# [Required tasks]
[A] Summarize the blog post about the project 4:4 reading in two sentences.
[B] Carry on the blog post about the project 4:4 reading, picking up after its final sentence.

Sunday, January 10, 2010

project 4:4: the first week and a bit

This little blog o' mine is getting famous.  I made the PV church bulletin (back page) and the front page (eek!) of PV's website in a list of folks who are blogging the project 4:4 experience.  Considering all I've done is tell a bit about the project, mention that I did the first day's reading, and link to some folks who are actually completing the assignment, I'm not sure I deserve the nod.  Today's post will be an attempt to live up to the hype.

First up, true confession time:  Last night I had to catch up on my reading because somehow two whole days just disappeared without my reading getting finished.  I was disappointed in myself for that.  I haven't found the perfect spot in my day for reading yet.  Mornings are tough, and while I like the idea and feel of closing my day with each day's reading, this week I've been staying up so late and pushing so hard, that I've been too worn to make it work.  If any of my imaginary readers want to share their best reading time, I'm all ears.  In the meantime, this week's priority is staying on track with daily reading.


In the first nine days of the study, we've covered twenty-three chapters of Genesis.  Here, in no particular order, are some of my thoughts from the week:
  • I thank God (really) that the Bible doesn't start with Numbers.  The Genesis account is fairly user-friendly.  I'm a person who's drawn to story, and I like beginnings.  I don't even mind the genealogies because it names all the players, plus the early Genesis genealogies act as time-lines with the ages of when they had sons and how many years they lived after.

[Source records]
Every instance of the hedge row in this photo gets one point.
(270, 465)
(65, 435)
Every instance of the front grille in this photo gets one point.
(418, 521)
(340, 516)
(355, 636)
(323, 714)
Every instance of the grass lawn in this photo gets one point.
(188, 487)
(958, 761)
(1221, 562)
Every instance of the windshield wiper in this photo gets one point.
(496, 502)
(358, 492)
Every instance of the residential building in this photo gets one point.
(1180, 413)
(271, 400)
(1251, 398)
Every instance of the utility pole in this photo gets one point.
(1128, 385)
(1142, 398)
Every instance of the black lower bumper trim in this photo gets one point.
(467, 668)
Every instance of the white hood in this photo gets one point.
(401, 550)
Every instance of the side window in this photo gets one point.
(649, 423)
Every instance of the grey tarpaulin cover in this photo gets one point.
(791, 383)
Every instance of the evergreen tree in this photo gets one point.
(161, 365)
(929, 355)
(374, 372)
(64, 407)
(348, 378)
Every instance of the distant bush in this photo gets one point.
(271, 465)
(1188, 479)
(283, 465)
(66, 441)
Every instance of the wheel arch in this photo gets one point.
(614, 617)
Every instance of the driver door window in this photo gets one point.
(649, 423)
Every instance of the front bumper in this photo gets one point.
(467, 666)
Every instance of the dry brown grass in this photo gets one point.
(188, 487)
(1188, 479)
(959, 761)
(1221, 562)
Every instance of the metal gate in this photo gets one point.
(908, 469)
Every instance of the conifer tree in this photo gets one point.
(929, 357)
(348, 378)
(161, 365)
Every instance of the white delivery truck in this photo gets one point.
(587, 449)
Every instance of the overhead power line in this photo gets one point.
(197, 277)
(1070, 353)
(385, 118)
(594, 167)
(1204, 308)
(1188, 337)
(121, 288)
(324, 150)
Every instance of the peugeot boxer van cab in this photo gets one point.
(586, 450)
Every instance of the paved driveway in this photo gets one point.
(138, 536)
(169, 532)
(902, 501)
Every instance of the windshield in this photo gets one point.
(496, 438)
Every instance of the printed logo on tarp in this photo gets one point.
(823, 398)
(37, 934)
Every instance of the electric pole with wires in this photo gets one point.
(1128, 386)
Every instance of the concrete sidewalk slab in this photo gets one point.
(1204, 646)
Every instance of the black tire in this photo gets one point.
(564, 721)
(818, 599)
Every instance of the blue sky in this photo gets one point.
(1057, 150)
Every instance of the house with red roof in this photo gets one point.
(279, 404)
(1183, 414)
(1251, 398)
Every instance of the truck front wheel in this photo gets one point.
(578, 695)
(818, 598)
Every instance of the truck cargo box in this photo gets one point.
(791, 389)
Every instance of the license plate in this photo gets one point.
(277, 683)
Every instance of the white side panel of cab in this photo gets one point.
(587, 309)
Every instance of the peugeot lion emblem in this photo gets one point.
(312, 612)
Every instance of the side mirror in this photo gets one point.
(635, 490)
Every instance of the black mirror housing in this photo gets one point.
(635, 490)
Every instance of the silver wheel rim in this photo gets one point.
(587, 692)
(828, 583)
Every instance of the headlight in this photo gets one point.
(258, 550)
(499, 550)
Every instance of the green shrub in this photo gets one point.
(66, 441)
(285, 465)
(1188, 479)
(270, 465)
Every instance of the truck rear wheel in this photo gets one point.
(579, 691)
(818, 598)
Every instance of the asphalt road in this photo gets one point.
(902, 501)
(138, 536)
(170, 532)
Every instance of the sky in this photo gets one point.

# [Responses in order]
[A] The writer notes that the blog made the PV church bulletin and website in a list of people blogging the project 4:4 experience, and admits having to catch up on the reading after two days passed without it getting finished, so this week's priority is staying on track. Nine days in, with twenty-three chapters of Genesis covered, the writer is thankful the Bible doesn't start with Numbers, finds the Genesis account fairly user-friendly, and doesn't even mind the genealogies because they name the players and act as time-lines.

[B]
  • In the first 23 chapters, we've hit several of the big flannelgraph stories:  creation; serpent, fruit, sin; brothers and their keepers; the floody-floody; the babble at Babel; and a guy named Abraham.  Sometimes I like reading these stories and marveling at how much about them I didn't understand as a child.

  • But it's also easy (for me, at least) to read through these very familiar stories and not have a revelation or new insight.  The one thing I've been struck by every time I've read Genesis as an adult is how much isn't said.  I'm all about knowing full stories.  I like exposition and having the full story, and there are so many stories that leave me wanting more, like the mark of Cain (and while we're at it, who did Cain marry?), the Nephilim--read that one measly verse (6:4) and tell me you don't want to know more of that story, and lots more besides.  PV Blogger Keith Brenton (whose blog you should be reading instead of mine) has commented a few times already about the unvarnished narrative, which at least in parts, veers toward a facts-only kind of reporting when readers (or at least this reader) would really like a glimpse of the thoughts and emotions and motivations that are driving those facts.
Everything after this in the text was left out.